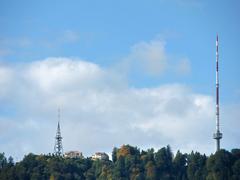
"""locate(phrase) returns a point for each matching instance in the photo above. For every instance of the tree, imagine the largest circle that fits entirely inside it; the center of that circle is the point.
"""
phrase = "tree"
(196, 168)
(163, 158)
(219, 165)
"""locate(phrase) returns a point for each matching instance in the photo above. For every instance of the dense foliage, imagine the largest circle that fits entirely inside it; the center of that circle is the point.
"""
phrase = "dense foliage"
(127, 163)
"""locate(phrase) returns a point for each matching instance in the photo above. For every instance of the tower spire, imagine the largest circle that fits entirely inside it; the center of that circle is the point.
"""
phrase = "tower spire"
(58, 148)
(217, 135)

○ ○ ○ ○ ○ ○ ○

Exercise aim -
Lay out the part of the listing that opens with the line containing "of the tower" and runs through the end of the listing, including both ends, as a JSON list of strings with one string per line and any blank lines left out.

Response to this task -
[
  "\"\"\"locate(phrase) returns a point for each matching instance in the photo above. For every instance of the tower spire, imagine the largest circle that fits entirely inside it; the center of that circle is the point.",
  "\"\"\"",
  "phrase = \"tower spire\"",
  "(58, 148)",
  "(217, 135)"
]